Given request: Can you rewrite the items below, replacing "bare arm" with "exposed arm" and changing nothing else? Leave the pictures out of your answer.

Listed records:
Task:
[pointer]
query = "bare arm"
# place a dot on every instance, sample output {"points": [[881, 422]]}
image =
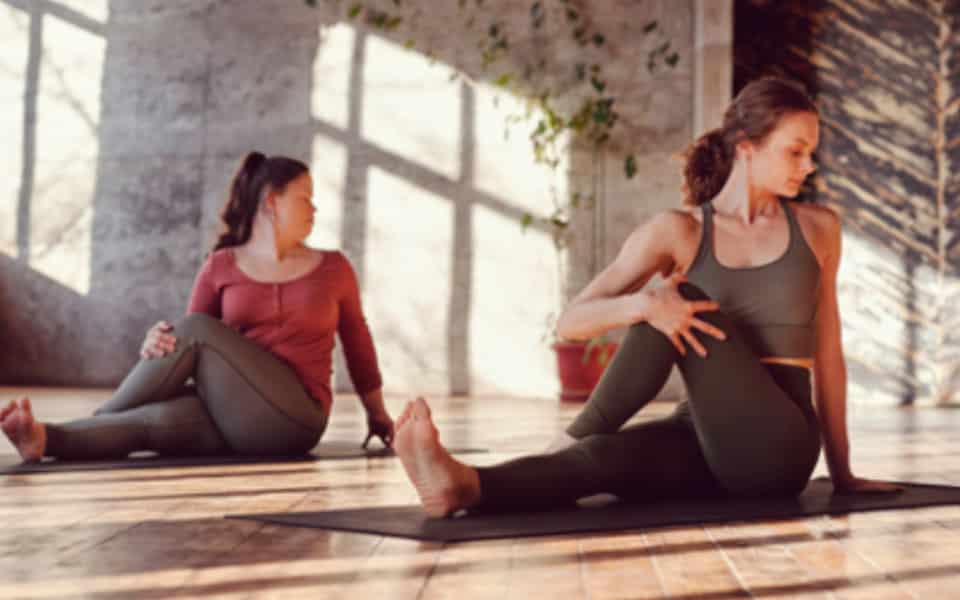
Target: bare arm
{"points": [[830, 371], [830, 376], [608, 302]]}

Solved exercise:
Task:
[pointer]
query = "exposed arm"
# place a dot on every instance, sample output {"points": [[881, 422]]}
image =
Target: exposed arm
{"points": [[830, 371], [830, 376], [608, 302]]}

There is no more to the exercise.